■ Records of labeled points
──────

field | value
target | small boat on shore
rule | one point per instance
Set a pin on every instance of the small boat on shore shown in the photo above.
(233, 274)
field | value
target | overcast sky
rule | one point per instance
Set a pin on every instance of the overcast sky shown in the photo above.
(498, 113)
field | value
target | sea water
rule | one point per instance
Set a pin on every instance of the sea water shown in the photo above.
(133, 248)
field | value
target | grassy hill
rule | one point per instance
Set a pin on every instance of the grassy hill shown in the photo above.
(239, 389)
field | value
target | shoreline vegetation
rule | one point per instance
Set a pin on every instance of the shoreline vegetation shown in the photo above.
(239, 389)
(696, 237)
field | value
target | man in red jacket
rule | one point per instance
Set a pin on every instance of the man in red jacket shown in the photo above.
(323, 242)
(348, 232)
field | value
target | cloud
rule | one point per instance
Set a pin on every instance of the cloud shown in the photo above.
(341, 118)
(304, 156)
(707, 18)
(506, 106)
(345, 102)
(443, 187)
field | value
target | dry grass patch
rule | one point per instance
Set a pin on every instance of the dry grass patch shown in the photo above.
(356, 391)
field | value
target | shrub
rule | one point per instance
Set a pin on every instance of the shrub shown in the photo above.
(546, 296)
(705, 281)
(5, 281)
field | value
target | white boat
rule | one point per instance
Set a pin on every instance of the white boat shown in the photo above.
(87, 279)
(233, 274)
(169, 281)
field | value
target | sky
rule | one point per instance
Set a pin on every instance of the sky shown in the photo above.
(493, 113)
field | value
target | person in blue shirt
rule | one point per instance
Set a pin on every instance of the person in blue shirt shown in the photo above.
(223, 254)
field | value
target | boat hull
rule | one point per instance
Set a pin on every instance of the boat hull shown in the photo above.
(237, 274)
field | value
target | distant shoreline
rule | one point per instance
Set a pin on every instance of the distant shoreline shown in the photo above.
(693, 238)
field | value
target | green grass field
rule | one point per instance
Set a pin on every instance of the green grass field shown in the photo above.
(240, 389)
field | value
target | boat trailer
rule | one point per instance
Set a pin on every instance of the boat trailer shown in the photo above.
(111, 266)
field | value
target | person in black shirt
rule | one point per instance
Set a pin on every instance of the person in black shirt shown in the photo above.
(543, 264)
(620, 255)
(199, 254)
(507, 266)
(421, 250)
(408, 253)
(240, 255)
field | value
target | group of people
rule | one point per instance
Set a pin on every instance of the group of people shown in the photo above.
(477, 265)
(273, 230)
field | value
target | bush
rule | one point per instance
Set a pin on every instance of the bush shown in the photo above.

──────

■ Exercise details
Using the exact wording, write out all of the records.

■ Written answer
field | value
target | small boat on shore
rule | one point per instance
Set a pin on every instance of the small boat on shore shown in the photo above.
(233, 274)
field | value
target | overcast sky
rule | one point per instance
Set a pin on every instance of the overcast sky shown in the photo above.
(498, 113)
field | value
target | sea water
rule | one point per instance
Set a pin on every instance of the sea water shown in the photo above.
(133, 248)
field | value
target | grassy hill
rule | one point per instance
Set a pin on every instance of the grassy hill shown in the photo above.
(239, 389)
field | value
target | shoreline vegetation
rule | one point per instance
Set a pin on every instance of the shoreline vegetation shown in the photo above.
(239, 389)
(696, 237)
field | value
target | man in red jacket
rule | one point per instance
Set a pin on every instance of the man in red jacket shown in the photo above.
(323, 242)
(348, 232)
field | value
target | cloud
rule | one point per instance
Set a pin on every instance of the cloud shown in the photo above.
(341, 118)
(304, 156)
(707, 18)
(506, 106)
(345, 102)
(443, 187)
field | value
target | dry grass patch
rule | one point per instance
Set a pin on every instance of the dry grass patch shown in the photo above.
(356, 391)
field | value
target | shrub
rule | one point per instance
Set a pin on every instance of the shrub shown in the photo above.
(546, 296)
(705, 281)
(5, 281)
field | value
target | white boat
rule | one point per instance
Set a pin on every instance of the white boat shown in the photo above.
(87, 279)
(233, 274)
(169, 281)
field | value
target | sky
rule | one point per instance
Set a pin on every instance of the sky shown in the photo above.
(493, 113)
field | value
target | person in blue shirt
rule | one point per instance
Set a pin on every instance of the person in blue shirt shown in the photo above.
(223, 254)
field | value
target | boat hull
rule | one point per instance
Set a pin on every instance of the boat hull shown in the photo above.
(237, 274)
field | value
target | distant shoreline
rule | one point per instance
Set a pin on every instance of the distant shoreline shown in the photo above.
(693, 238)
field | value
target | green grass field
rule | one point per instance
Set a pin on every instance of the green grass field shown in the photo above.
(240, 389)
field | value
target | boat trailer
rule | one point per instance
Set a pin on every instance of the boat trailer shown in the photo above.
(111, 266)
field | value
target | person in black shirt
rule | one point per instance
Set a pin on every instance of the person in black shirt shown in the photo above.
(543, 264)
(620, 255)
(199, 254)
(507, 266)
(421, 250)
(408, 253)
(240, 255)
field | value
target | group of people
rule | one point per instance
Set a pin on every instance of the group of people shown in the photo above.
(477, 265)
(273, 230)
field | value
target | bush
rule | one point per instance
Set a pin on every instance of the bush shown in the photo above.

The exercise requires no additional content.